[Opening Provided data section]

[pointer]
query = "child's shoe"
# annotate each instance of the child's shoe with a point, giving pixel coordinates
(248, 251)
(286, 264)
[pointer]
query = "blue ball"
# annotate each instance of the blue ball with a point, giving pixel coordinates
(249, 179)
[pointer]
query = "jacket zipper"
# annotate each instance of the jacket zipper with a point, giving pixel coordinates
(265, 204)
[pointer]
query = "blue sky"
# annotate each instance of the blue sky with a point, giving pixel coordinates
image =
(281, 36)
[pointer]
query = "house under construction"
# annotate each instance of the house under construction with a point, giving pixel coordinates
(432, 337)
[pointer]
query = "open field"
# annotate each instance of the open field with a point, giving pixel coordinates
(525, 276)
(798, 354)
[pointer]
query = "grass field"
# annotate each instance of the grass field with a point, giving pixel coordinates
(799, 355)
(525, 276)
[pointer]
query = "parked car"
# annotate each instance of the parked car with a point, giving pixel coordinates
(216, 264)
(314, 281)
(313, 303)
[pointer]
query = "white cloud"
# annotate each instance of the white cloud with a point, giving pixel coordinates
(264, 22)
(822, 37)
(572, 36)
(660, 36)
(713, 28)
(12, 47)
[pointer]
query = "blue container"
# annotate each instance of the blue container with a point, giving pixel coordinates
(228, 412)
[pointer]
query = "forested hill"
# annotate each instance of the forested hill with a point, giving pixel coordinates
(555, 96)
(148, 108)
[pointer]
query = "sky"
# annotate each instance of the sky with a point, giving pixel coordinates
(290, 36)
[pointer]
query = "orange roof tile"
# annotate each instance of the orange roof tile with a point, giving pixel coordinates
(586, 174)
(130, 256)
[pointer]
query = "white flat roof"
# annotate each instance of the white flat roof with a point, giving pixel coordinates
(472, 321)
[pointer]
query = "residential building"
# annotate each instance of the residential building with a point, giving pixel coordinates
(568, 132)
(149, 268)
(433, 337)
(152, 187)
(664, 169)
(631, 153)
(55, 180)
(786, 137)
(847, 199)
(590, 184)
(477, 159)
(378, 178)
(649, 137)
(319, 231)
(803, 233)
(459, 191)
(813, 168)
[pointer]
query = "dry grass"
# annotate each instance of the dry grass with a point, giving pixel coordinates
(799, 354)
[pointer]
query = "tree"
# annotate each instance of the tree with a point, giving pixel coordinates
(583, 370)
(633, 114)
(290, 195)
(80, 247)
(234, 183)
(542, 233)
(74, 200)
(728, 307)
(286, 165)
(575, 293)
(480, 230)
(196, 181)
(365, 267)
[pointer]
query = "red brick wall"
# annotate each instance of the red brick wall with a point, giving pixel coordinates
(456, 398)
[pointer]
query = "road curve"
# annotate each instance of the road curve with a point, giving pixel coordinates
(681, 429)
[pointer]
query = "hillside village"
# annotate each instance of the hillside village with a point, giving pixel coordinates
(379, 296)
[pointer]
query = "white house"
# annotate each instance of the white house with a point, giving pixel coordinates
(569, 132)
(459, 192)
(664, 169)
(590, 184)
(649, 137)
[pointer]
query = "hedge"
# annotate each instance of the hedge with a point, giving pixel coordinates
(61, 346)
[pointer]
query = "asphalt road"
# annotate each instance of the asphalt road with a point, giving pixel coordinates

[Closing Provided data section]

Task statement: Your reply should contain each entry, copied without alteration.

Result of this task:
[pointer]
query = "child's shoe"
# annotate each instance of the child's shoe with a point, giving pixel coordinates
(248, 251)
(286, 264)
[pointer]
query = "blue ball"
# annotate each instance of the blue ball with a point, giving pixel coordinates
(249, 179)
[pointer]
query = "jacket zipper"
# annotate each instance of the jacket zipper with a point, giving pixel coordinates
(265, 204)
[pointer]
query = "blue sky"
# annotate each instance of the blue sky with a point, giving pixel coordinates
image =
(281, 36)
[pointer]
query = "house under construction"
# annotate each instance of the house under construction with a point, giving pixel coordinates
(432, 337)
[pointer]
query = "open field"
# annotate each instance of the open field with a point, giving pixel coordinates
(525, 276)
(798, 354)
[pointer]
query = "grass field"
# annotate each instance of the grass field with a point, giving pixel coordinates
(799, 355)
(525, 276)
[pointer]
query = "parked car"
# annotate each instance of the parked car with a point, giving pixel coordinates
(216, 264)
(314, 281)
(313, 303)
[pointer]
query = "white cloud"
# annotate each instance of the white cloud with a point, giving pixel coordinates
(264, 22)
(822, 37)
(572, 36)
(660, 36)
(713, 28)
(12, 47)
[pointer]
query = "blue container"
# annotate each instance of the blue container with a point, giving pixel coordinates
(228, 412)
[pointer]
query = "forested hill"
# annotate each instance of the forested hill with a point, giving pixel coordinates
(555, 96)
(148, 108)
[pointer]
query = "sky"
# annotate each instance of the sky with a point, giving pixel coordinates
(290, 36)
[pointer]
query = "orange roof tile"
# annotate each instance of the orange roof tile with a point, giving pixel coordinates
(586, 174)
(130, 256)
[pointer]
query = "white flat roof"
# annotate each instance of the white flat roof with a point, giving pixel coordinates
(472, 321)
[pointer]
query = "residential building"
# annotate each instance of the residential building with a point, giving pixel coordinates
(568, 132)
(149, 268)
(433, 337)
(152, 187)
(664, 169)
(631, 153)
(55, 180)
(786, 137)
(847, 199)
(590, 184)
(477, 159)
(378, 178)
(649, 137)
(319, 231)
(803, 233)
(459, 191)
(813, 168)
[pointer]
query = "dry grass"
# annotate each instance of the dry grass with a point, giving pixel coordinates
(799, 354)
[pointer]
query = "tree"
# annotate each instance of the tree with a point, giving pixel coordinates
(583, 370)
(633, 114)
(290, 195)
(80, 247)
(234, 183)
(542, 233)
(74, 200)
(728, 307)
(286, 165)
(575, 293)
(480, 230)
(196, 181)
(365, 267)
[pointer]
query = "red brick wall"
# annotate each instance of the red brick wall with a point, giving pixel coordinates
(456, 398)
[pointer]
query = "road curve"
# annotate each instance of the road curve with a point, giving pixel coordinates
(681, 429)
[pointer]
query = "hillside village"
# annotate each instance of the hillside village with a point, giving pixel coordinates
(379, 296)
[pointer]
query = "white house"
# annotate each instance of the white house with a point, giving pixel coordinates
(569, 132)
(459, 192)
(664, 169)
(590, 184)
(649, 137)
[pointer]
query = "hedge"
# annotate each instance of the hedge with a point, giving pixel coordinates
(61, 346)
[pointer]
query = "asphalt road"
# annotate each instance of the asphalt road with a point, giving pixel coordinates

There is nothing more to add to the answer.